Recreational Waivers in Colorado: Playing at Your Own Risk

Publication year2003
Pages77
32 Colo.Law. 77
Colorado Lawyer
2003.

2003, August, Pg. 77. Recreational Waivers in Colorado: Playing at Your Own Risk




77


Vol. 32, No. 8, Pg. 77

The Colorado Lawyer
August 2003
Vol. 32, No. 8 [Page 77]

Specialty Law Columns
Tort and Insurance Law Reporter
Recreational Waivers in Colorado: Playing at Your Own Risk
by Stephen A. Bain, William R. Rapson

This column provides information concerning current tort law issues and insurance issues addressed by practitioners representing either plaintiffs or defendants in tort cases In addition, it addresses issues of insurance coverage regulation, and bad faith

Column Editor:
William P. Godsman of the Law Office of William Godsman, Denver - (303) 455-6900, wgodsman@qwest.net

About The Authors:

William R. Rapson Stephen A. Bain
This month's article was written by William R. Rapson, brapson@wsmtlaw.com; and Stephen A. Bain, sbain@ wsmtlaw.com. The authors are attorneys with Welborn Sullivan Meck & Tooley, P.C. - (303) 830-2500.

Liability waivers often play an important part in litigation affecting Colorado's recreational industry. This article discusses how to evaluate such waivers.

Over time, Americans have become less tolerant of risk and more likely to sue.1 Not surprisingly, Colorado's recreational industry has come to rely on waivers of liability to stay in business. Almost every recreational operator requires participants to sign some sort of waiver. Determining whether the waiver will be enforced is critical to assessing the viability of many recreational tort cases. Winning or losing a recreational tort case can depend on how counsel fields issues relating to waivers of liability.2 This article discusses the enforceability of liability waivers and how such waivers should be analyzed.

------

→ PROMPT: Continue the article on recreational liability waivers in Colorado, starting right after its last sentence.

------

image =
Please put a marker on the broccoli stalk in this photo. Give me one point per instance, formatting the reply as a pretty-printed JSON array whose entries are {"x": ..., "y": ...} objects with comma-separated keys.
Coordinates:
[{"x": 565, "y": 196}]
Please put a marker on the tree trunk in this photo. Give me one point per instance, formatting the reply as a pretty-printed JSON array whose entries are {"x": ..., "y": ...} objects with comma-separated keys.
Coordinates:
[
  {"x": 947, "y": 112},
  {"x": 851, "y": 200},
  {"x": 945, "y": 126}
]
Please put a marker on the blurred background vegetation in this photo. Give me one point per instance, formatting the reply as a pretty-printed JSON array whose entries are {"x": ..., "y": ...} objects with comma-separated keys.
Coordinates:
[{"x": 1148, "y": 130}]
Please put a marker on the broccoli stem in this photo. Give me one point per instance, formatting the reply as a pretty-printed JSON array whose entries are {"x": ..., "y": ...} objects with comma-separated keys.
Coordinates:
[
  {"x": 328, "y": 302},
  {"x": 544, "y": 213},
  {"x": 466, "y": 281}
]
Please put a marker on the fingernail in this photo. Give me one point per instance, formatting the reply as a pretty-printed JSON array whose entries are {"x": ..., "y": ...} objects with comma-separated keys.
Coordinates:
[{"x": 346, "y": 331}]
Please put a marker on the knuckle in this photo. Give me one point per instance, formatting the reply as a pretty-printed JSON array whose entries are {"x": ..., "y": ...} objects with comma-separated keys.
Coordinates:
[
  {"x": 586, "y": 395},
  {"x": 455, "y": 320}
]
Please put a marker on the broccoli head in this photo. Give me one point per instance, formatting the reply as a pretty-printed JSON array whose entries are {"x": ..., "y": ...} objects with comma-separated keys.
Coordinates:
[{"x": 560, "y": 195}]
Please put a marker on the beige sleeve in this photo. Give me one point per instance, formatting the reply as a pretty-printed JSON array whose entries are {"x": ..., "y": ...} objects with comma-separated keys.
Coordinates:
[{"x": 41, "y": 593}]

------

→ IN RESPONSE:
Overview of Liability Waivers in Colorado

Colorado law generally supports waivers of liability in connection with recreational activities, such as skiing, swimming, and softball. However, Colorado courts have stated repeatedly that under well-established Colorado law, agreements attempting to exculpate a party from that party's own negligence are disfavored.3 As a result, liability waiver agreements are closely scrutinized.4 They also are strictly construed against the party seeking enforcement.5

Limitations on the enforcement of recreational waivers have developed in part because waivers are at odds with common law liability for tortious conduct, which is supported by Colorado law and public policy. Other public policy reasons also are significant. By way of example, consumers lacking legal expertise do not really understand that waivers mean they are giving up the right to sue for tortious conduct, as opposed to simply waiving liability for "accidents" that occur without fault. Further, the circumstances under which waivers are executed generally do not lend themselves to a fair and balanced assessment by the consumer of the consequences of executing a waiver.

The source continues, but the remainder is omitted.